**Directions**
**1)** Reproduce the passage from the excerpt on teaching data, starting at "In a method" and ending at "to be recognized.".
**2)** For each statement, say whether it agrees with the excerpt on teaching data, and quote the words from that text that decide it: (a) the teaching data generator outputs the verification data items to the model generator 20; (b) when the model is rebuilt from extended teaching data, the teaching data are divided at a predetermined ratio; (c) the learning data and the verification data items may overlap.

**Excerpt**

________

In a method of executing the interpolation in the data extension, a morphing technique to be used to automatically generate an animated image and as-rigid-as-possible (ARAP) shape interpolation for shaping a distortion to maintain the geometry of an object may be used. The teaching data generator 13 uses the foregoing interpolation method to generate the teaching data (extended teaching data) indicating a changed variation in characteristics related to the, target included in the original teaching data (raw data) and to be recognized.

When the machine learning model is to be generated from the teaching data (raw data) prepared by the user in advance, the teaching data generator 13 divides the raw data into learning data and verification data items at a predetermined ratio, outputs the learning data to the model generator 20, and outputs the verification data items to the model verifier 30. When the machine learning model is to be rebuilt based on the extended teaching data, the teaching data generator 13 divides teaching data including the extended teaching data into learning data and verification data items at a predetermined ratio, outputs the learning data to the model generator 20, and outputs the verification data items to the model verifier 30. In this case, the teaching data generator 13 divides the teaching data so that the learning data and the verification data items do not overlap each other (for example, the ratio of the learning data and the verification data items is 8:2).

________

**Listed entries**
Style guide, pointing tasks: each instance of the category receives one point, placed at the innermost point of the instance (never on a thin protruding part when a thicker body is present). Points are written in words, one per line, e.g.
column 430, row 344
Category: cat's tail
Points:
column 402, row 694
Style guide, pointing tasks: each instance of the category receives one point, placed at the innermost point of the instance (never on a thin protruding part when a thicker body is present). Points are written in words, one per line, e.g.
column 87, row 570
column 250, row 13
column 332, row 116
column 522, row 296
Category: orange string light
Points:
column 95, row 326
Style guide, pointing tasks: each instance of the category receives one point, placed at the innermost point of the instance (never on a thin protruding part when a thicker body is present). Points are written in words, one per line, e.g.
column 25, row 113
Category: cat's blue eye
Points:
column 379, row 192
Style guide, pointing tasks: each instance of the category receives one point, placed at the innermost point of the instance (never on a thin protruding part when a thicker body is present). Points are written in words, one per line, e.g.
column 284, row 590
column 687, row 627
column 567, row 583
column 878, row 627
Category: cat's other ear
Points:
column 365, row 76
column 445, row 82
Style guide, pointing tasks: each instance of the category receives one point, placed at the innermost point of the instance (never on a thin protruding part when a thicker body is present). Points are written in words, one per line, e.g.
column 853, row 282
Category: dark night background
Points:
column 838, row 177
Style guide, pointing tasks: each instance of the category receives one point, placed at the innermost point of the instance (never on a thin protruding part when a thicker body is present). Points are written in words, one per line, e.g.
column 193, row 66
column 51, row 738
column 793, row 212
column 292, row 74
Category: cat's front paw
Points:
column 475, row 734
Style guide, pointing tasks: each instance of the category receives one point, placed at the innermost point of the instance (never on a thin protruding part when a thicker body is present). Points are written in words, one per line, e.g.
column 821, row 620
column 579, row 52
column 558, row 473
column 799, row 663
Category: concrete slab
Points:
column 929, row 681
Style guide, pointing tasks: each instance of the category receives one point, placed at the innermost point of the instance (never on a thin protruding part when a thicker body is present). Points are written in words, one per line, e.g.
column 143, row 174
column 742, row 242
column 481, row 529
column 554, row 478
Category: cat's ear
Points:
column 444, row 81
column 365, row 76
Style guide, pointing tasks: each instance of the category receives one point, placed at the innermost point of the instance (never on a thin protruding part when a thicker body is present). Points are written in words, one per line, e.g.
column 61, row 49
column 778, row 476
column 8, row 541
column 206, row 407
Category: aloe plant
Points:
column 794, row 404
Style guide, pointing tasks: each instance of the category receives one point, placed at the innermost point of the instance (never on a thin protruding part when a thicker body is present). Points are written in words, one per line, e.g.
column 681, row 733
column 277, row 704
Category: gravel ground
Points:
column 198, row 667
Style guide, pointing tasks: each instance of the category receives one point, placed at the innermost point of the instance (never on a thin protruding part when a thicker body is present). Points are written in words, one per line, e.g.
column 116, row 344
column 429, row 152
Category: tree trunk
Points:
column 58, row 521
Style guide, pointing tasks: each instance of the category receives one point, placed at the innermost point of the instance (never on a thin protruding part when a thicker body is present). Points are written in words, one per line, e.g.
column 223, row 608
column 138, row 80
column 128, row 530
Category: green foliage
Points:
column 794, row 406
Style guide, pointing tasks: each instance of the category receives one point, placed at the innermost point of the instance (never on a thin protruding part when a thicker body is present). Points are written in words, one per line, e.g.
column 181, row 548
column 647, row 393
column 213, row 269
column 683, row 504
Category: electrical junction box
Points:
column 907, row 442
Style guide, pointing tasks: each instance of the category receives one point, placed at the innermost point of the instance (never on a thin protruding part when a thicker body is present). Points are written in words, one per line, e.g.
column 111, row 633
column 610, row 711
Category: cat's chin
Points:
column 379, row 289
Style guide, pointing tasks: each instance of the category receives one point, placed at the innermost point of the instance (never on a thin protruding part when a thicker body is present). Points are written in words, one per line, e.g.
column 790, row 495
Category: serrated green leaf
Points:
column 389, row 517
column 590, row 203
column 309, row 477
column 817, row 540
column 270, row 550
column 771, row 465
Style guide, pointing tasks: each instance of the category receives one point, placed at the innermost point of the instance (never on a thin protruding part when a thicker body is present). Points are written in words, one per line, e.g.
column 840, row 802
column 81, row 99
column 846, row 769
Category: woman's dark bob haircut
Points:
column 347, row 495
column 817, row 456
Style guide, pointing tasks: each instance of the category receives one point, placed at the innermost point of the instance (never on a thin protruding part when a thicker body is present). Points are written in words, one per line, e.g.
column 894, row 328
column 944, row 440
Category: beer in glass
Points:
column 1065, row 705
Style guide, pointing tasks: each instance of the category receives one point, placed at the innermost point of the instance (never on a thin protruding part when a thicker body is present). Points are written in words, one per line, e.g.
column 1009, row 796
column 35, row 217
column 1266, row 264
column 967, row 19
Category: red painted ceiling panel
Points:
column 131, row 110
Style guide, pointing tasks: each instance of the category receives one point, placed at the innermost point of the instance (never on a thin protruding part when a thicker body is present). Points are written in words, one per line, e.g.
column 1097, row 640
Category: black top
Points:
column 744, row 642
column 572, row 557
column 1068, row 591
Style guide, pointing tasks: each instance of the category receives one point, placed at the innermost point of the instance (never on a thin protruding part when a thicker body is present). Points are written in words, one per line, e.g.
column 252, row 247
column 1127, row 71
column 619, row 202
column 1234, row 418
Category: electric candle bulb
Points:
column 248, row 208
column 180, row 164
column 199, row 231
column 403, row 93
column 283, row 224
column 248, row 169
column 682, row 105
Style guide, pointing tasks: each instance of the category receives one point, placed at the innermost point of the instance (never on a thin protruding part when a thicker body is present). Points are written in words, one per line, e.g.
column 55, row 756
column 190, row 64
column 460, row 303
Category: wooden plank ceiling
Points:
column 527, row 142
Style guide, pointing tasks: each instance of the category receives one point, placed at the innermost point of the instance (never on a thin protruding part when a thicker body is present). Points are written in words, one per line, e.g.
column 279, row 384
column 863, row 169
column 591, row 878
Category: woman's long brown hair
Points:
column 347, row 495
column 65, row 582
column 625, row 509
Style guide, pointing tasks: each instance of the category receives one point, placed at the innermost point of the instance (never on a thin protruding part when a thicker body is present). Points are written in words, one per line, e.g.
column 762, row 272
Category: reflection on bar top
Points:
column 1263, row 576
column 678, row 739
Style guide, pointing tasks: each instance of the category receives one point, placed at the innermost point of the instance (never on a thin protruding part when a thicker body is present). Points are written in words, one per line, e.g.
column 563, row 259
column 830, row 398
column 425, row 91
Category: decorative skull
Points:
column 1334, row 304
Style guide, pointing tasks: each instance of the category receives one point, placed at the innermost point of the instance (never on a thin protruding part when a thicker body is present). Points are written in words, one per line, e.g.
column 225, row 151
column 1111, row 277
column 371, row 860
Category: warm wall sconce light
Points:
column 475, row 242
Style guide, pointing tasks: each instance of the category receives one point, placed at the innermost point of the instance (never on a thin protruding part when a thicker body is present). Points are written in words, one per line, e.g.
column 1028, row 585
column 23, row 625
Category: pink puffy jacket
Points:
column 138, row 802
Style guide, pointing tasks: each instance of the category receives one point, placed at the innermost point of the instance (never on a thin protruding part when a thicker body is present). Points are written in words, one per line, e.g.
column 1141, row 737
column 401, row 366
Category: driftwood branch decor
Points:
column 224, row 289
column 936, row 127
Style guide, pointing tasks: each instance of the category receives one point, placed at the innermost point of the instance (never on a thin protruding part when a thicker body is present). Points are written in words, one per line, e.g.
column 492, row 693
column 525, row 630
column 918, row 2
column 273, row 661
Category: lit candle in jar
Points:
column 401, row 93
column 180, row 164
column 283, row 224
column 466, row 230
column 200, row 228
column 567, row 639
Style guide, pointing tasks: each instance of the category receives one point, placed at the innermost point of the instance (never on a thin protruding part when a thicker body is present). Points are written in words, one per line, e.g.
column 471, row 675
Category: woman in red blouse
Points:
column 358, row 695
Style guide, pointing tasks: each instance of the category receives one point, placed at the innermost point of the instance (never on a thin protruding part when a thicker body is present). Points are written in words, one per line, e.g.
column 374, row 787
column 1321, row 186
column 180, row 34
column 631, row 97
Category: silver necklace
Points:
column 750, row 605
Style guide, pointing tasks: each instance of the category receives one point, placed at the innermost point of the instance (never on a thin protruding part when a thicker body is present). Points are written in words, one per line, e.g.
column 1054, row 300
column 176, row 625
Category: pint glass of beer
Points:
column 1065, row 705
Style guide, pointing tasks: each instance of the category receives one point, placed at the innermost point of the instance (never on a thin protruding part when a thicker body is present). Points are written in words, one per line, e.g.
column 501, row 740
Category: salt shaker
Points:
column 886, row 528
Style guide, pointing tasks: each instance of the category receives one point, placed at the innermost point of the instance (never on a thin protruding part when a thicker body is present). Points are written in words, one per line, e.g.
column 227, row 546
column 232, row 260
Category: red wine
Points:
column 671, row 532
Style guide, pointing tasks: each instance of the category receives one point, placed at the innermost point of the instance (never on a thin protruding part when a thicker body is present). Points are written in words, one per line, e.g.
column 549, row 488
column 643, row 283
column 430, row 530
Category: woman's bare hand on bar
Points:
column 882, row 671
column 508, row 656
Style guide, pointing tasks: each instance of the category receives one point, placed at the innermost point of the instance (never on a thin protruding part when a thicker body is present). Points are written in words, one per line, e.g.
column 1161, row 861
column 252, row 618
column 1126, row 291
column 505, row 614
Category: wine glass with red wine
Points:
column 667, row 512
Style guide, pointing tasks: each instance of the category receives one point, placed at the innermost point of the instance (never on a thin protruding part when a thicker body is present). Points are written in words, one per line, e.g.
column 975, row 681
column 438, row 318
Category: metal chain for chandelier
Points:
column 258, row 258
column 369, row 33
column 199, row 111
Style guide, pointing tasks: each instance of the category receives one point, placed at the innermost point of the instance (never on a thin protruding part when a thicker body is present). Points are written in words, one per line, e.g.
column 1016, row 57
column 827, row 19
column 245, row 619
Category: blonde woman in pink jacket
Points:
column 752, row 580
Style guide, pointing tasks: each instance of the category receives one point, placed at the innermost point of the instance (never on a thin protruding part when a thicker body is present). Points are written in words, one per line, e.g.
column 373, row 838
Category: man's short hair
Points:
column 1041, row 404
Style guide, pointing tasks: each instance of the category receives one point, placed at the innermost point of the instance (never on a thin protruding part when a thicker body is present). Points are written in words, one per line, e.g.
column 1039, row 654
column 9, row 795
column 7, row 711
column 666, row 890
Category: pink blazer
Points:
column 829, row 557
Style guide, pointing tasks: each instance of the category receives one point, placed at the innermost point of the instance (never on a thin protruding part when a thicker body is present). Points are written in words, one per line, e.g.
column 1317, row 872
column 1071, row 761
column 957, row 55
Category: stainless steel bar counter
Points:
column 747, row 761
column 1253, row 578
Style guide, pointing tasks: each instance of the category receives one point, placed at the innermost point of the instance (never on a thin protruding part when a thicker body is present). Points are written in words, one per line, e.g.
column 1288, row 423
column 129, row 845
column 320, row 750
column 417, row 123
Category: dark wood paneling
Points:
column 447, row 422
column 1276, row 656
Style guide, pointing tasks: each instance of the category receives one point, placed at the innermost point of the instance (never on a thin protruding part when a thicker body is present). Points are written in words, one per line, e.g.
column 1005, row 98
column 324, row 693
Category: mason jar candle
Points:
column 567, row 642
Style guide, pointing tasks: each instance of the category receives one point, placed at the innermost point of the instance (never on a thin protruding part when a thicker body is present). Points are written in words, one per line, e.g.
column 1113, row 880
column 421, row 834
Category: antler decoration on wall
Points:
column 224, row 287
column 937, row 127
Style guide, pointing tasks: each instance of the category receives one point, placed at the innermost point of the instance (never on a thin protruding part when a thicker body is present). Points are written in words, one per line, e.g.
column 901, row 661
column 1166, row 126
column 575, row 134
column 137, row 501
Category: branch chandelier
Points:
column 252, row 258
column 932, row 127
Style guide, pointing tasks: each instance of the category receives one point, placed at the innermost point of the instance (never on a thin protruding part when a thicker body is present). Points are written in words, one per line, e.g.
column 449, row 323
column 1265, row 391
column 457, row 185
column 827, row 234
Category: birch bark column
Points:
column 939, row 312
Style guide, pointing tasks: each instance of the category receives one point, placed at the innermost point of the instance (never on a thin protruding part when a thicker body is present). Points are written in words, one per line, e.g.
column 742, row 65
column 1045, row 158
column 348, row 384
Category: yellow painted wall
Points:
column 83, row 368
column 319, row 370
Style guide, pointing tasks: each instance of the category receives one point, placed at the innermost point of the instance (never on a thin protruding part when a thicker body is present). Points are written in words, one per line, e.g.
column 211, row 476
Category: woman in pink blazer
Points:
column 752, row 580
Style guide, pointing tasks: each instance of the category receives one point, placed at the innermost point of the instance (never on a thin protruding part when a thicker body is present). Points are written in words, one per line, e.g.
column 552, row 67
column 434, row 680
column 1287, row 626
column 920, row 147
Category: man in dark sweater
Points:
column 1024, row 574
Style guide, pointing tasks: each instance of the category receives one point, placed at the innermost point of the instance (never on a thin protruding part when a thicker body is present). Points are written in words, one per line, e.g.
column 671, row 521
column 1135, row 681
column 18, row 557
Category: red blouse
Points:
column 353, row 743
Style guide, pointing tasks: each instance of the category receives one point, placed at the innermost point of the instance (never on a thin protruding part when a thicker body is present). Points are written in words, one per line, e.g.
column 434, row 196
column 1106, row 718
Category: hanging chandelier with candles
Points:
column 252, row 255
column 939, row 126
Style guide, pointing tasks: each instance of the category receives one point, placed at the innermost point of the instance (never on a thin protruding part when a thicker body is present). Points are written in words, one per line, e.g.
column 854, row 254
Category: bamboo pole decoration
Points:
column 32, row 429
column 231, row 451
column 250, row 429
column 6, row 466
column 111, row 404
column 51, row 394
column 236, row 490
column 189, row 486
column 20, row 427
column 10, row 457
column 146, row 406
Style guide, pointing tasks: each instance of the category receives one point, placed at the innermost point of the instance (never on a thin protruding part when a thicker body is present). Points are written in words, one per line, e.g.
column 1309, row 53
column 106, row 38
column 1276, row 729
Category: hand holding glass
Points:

________

**Answers for this exercise**
**1)**
In a method of executing the interpolation in the data extension, a morphing technique to be used to automatically generate an animated image and as-rigid-as-possible (ARAP) shape interpolation for shaping a distortion to maintain the geometry of an object may be used. The teaching data generator 13 uses the foregoing interpolation method to generate the teaching data (extended teaching data) indicating a changed variation in characteristics related to the, target included in the original teaching data (raw data) and to be recognized.

**2)**
(a) No: "outputs the verification data items to the model verifier 30."
(b) Yes: "divides teaching data including the extended teaching data into learning data and verification data items at a predetermined ratio"
(c) No: "so that the learning data and the verification data items do not overlap each other"